- _THE PROBLEM_:
Write the entries below out again exactly; any picture in them stays out.
## BEGIN
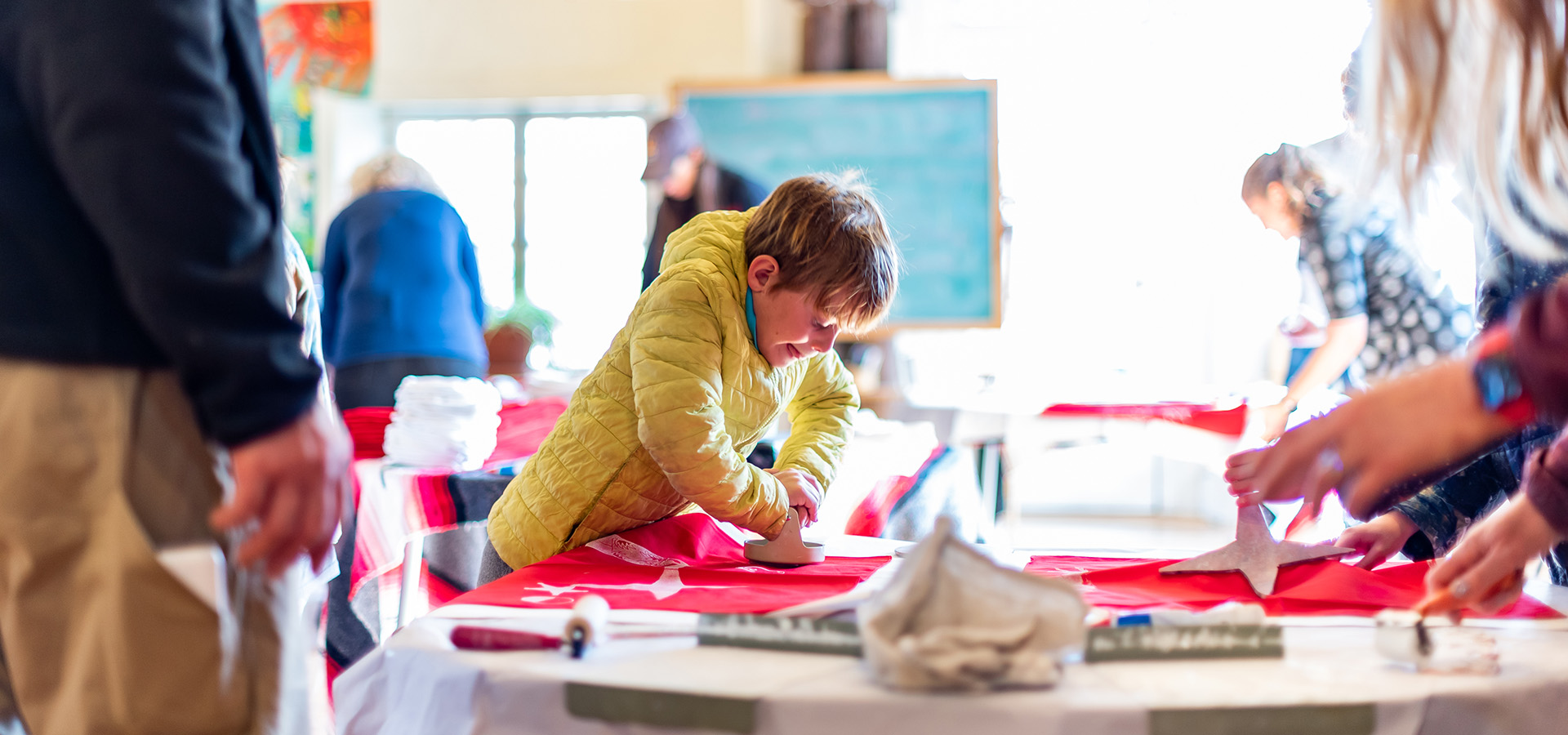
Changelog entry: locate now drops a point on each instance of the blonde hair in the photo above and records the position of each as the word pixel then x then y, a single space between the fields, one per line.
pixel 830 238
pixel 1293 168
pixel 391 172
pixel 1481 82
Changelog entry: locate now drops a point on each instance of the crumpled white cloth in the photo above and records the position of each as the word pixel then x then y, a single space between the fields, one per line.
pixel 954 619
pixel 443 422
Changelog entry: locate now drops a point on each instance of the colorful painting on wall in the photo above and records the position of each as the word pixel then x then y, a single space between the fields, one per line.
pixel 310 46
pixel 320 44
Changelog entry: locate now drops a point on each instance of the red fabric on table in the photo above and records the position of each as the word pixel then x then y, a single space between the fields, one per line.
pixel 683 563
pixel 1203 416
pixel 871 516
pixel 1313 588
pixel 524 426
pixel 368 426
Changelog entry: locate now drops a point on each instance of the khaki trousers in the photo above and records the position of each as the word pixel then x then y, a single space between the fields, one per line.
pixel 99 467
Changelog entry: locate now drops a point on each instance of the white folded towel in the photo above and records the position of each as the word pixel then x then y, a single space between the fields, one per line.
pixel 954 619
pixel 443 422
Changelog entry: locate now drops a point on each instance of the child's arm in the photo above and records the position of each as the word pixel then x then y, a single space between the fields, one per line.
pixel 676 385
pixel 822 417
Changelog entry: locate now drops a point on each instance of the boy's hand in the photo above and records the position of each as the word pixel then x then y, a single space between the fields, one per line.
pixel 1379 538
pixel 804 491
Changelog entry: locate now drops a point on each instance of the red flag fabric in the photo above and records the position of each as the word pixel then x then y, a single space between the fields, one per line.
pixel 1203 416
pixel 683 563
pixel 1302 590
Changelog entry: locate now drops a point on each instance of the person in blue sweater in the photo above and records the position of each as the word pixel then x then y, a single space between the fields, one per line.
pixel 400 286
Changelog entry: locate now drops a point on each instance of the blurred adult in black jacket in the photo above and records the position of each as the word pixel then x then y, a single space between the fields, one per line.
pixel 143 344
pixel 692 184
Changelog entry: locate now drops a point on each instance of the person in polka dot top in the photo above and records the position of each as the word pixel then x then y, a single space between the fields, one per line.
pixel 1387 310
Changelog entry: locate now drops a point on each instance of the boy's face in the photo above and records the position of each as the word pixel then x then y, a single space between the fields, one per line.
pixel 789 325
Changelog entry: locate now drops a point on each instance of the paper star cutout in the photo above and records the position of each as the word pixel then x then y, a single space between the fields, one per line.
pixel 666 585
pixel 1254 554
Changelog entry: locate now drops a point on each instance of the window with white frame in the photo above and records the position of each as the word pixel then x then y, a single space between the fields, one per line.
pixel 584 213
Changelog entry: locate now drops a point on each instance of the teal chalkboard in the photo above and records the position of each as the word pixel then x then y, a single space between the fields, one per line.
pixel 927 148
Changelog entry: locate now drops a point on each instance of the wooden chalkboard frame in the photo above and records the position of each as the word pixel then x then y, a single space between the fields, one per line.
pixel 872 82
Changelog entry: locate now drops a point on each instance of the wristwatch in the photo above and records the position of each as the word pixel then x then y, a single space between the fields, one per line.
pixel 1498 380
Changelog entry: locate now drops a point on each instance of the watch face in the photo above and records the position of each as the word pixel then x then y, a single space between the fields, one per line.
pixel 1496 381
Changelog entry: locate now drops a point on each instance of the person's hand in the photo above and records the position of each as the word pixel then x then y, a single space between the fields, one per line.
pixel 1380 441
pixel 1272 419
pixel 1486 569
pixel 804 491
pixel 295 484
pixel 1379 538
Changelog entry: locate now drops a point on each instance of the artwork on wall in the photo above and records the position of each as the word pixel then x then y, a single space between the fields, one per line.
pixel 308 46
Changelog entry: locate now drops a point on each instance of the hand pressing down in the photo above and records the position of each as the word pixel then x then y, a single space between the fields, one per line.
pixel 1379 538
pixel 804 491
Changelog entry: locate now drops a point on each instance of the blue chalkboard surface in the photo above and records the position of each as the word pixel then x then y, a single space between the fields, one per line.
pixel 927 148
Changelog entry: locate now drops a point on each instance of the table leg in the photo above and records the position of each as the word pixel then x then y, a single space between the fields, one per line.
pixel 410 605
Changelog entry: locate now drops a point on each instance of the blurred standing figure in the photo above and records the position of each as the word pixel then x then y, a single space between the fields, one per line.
## END
- _SOLUTION TO THE EXERCISE_:
Changelog entry: locate now drops a point on each instance of the blonde hair in the photo above and records the position of each as the word pixel then x then y, a single space between the fields, one per line.
pixel 830 238
pixel 1293 168
pixel 391 172
pixel 1481 82
Changelog entry: locate now drops a point on each instance of the crumpled white cloth in the photo above and records the position of each as the word pixel then x then y, a single space between the fields, one per line.
pixel 954 619
pixel 443 422
Changelog entry: locate now drops a point on each instance of the colorful painting on wall in the photo above and records the position of each as the word pixel then x then y, a single space between the fields, one per line.
pixel 310 46
pixel 320 44
Changelog entry: locate now drops a point on each instance of the red fabric on table in the photo above and records the position of each as the word pixel then x then y, a single space between the fields, one per line.
pixel 683 563
pixel 1203 416
pixel 871 516
pixel 1313 588
pixel 524 426
pixel 368 426
Changelog entry: locate now drops a point on each instance of the khaki trousers in the photo above and records the position of each as the word pixel then x then y, a single space between the fields, one per line.
pixel 99 467
Changelog entry: locate now drops a point on each instance of the white folded towel in the photo above and records the position of each as the word pixel then x then y, a single space between the fields, one per line.
pixel 954 619
pixel 443 422
Changelog entry: locate now drops a point on each instance of the child's arm in the photo above and records the position of each as the word pixel then x then y, a single space between the fields, one per line.
pixel 676 385
pixel 822 417
Changelog entry: locate now drops a point on each instance of the boy's hand in the photo above and records the position of each as the word pixel then x then y, a single space between the fields, one per line.
pixel 1379 538
pixel 804 491
Changelog entry: locate now drops a point on each instance of the red flag fabric in the photo above and records the position of each as the word pixel then x then y, a single space between the fields, one per line.
pixel 1203 416
pixel 683 563
pixel 1302 590
Changelog entry: locate now drops a point on each instance of the person in blue sweater in the photo above and records the position of each as the word pixel then x then y, a single space between the fields, one per line.
pixel 400 286
Changelog entry: locate now drops a point on each instance of the blurred adult in black jacket in the photo above and records the position of each as the word pixel then x then y, a single space between the fields, one per line.
pixel 143 344
pixel 692 184
Changelog entry: locate now drops a point on each instance of the person in polka dot top in the photo above and records the position of each as the word pixel then x then y, a single space between the fields, one per line.
pixel 1387 310
Changelog entry: locate now drops a point on each instance of the boy's face in the photo above and records the position of each as the word pixel then x then y, a single space between the fields, one per line.
pixel 789 325
Changelog entry: locate now drops a point on each instance of the paper star cutout in the photo above and records the position of each as the word pixel then x then y, a single space between the fields, one per line.
pixel 666 585
pixel 1254 554
Changelog entry: locate now drops a point on each instance of the window with white frame in the photo above and records the position of each as the word pixel then x then y, a single space between the fields, one per line.
pixel 584 213
Changelog entry: locate now drops a point on each instance of the teal chalkboard in the photo above and records the position of each as the word pixel then x then y, a single space between the fields, one per line.
pixel 927 148
Changelog entry: locate now drops a point on each instance of the wooden chalkboard frame in the photo above and records the position of each as the word pixel then x then y, a single space between the fields, one per line.
pixel 872 82
Changelog entry: locate now drops a point on each instance of the wristwatch in the photo above and records the position of each as the word pixel then x then y, a single space between the fields, one per line.
pixel 1498 380
Changelog entry: locate now drops a point on each instance of the watch face in the photo above and records the position of each as the word pixel then x then y, a single space between the fields, one per line.
pixel 1496 381
Changelog entry: locate now drops a point on each instance of the person's hand in the photo above and records the position of each as the word pixel then x then y, a single space between the fields, one per line.
pixel 1380 441
pixel 1272 419
pixel 1486 569
pixel 804 491
pixel 295 484
pixel 1379 538
Changelog entry: locate now drops a point on each instance of the artwork on wall in the photo above and records the position of each as the word pixel then x then y, a single space between the fields, one per line.
pixel 308 46
Changelog entry: locate now drops a point on each instance of the hand pressing down in the photo above and records the position of each as the word pixel then x then y, a single space between the fields, one per line.
pixel 1379 538
pixel 804 491
Changelog entry: locate now drops a point on each instance of the blue chalkboard surface in the photo above and records the position of each as the word pixel then x then y, a single space between the fields, one per line.
pixel 927 148
Changelog entry: locate now drops a point on each instance of the table leg in the photo above and records the position of each as the word pixel then x then y, a single space between the fields, one per line.
pixel 410 605
Changelog entry: locate now drops a point on each instance of the blurred standing figure in the photo above and records the position of each as the word pixel then x then y, a single space between the fields, one per line.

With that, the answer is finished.